▶ **STATED PROBLEM**
Format the records as a two-column CSV with the columns "request" and "answer," one row for each request, putting its text and its answer in one quoted field apiece. Turn every line break inside a field into a space.

(Segmentation annotation records)

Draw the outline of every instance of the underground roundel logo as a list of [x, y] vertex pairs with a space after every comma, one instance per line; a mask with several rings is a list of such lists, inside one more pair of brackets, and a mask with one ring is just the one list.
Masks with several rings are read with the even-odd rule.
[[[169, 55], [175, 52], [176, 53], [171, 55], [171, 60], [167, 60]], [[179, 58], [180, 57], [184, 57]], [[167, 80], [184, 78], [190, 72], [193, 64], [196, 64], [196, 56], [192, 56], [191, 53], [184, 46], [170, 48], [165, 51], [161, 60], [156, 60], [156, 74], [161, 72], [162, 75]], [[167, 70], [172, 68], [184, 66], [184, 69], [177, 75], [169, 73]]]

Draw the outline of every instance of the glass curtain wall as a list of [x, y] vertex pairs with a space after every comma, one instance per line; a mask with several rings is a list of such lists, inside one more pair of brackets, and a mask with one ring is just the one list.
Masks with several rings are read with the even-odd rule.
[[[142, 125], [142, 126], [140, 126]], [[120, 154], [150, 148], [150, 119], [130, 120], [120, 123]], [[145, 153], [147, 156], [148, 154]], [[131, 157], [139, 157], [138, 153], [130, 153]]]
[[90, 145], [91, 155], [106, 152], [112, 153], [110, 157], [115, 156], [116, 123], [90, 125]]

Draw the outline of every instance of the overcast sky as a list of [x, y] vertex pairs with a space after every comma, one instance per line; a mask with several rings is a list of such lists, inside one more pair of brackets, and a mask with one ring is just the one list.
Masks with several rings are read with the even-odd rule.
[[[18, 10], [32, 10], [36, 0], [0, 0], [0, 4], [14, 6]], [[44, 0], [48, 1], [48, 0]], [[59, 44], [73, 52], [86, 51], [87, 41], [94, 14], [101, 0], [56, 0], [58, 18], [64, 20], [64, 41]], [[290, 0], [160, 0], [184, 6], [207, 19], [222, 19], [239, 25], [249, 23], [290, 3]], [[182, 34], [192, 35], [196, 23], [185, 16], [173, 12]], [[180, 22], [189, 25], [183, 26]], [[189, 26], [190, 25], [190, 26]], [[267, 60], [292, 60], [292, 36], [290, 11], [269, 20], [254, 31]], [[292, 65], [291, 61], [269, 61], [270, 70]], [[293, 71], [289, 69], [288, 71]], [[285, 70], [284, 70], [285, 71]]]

▶ **ANSWER**
request,answer
"Draw the outline of every instance of the underground roundel logo as a list of [x, y] vertex pairs with a space after every comma, one instance per line; a mask with several rings is a list of such lists, inside one more pair of brackets, and a mask with one ring is just the one list. Masks with several rings are read with the even-odd rule.","[[[169, 55], [175, 52], [176, 53], [171, 55], [171, 60], [167, 60]], [[179, 58], [180, 57], [184, 57]], [[167, 80], [184, 78], [190, 72], [193, 64], [196, 64], [196, 56], [192, 56], [191, 53], [184, 46], [170, 48], [165, 51], [161, 60], [156, 60], [156, 74], [161, 72], [162, 75]], [[167, 70], [172, 68], [184, 66], [184, 69], [177, 75], [169, 73]]]"
"Draw the outline of every instance of the glass curtain wall as a list of [x, y] vertex pairs with a space after every comma, one instance per line; a mask with several rings is a list of such lists, inside one more pair of brackets, and a mask with one ring is just the one list. Masks with several rings are read with the even-odd rule.","[[[142, 125], [142, 126], [140, 126]], [[120, 154], [150, 148], [150, 119], [130, 120], [120, 123]], [[145, 153], [147, 156], [148, 154]], [[131, 157], [139, 157], [138, 153], [130, 153]]] [[90, 145], [91, 155], [106, 152], [112, 153], [110, 157], [115, 156], [116, 123], [90, 125]]"
"Draw the outline of every instance of the overcast sky as a list of [x, y] vertex pairs with a space after every comma, one instance per line; a mask with several rings is a list of such lists, inside one more pair of brackets, and a mask with one ring is just the one list. Masks with several rings are read with the even-odd rule.","[[[18, 10], [32, 10], [36, 0], [0, 0], [0, 4], [14, 6]], [[44, 0], [48, 1], [48, 0]], [[59, 44], [73, 52], [86, 51], [87, 41], [94, 14], [101, 0], [56, 0], [58, 18], [64, 20], [64, 41]], [[290, 0], [160, 0], [184, 6], [207, 19], [222, 19], [239, 25], [249, 23], [290, 3]], [[182, 34], [192, 35], [196, 23], [185, 16], [173, 12]], [[180, 22], [189, 25], [183, 26]], [[189, 26], [190, 25], [190, 26]], [[267, 60], [292, 60], [292, 36], [290, 11], [269, 20], [254, 31]], [[292, 65], [291, 61], [269, 61], [270, 70]], [[293, 71], [289, 69], [288, 71]], [[285, 70], [284, 70], [285, 71]]]"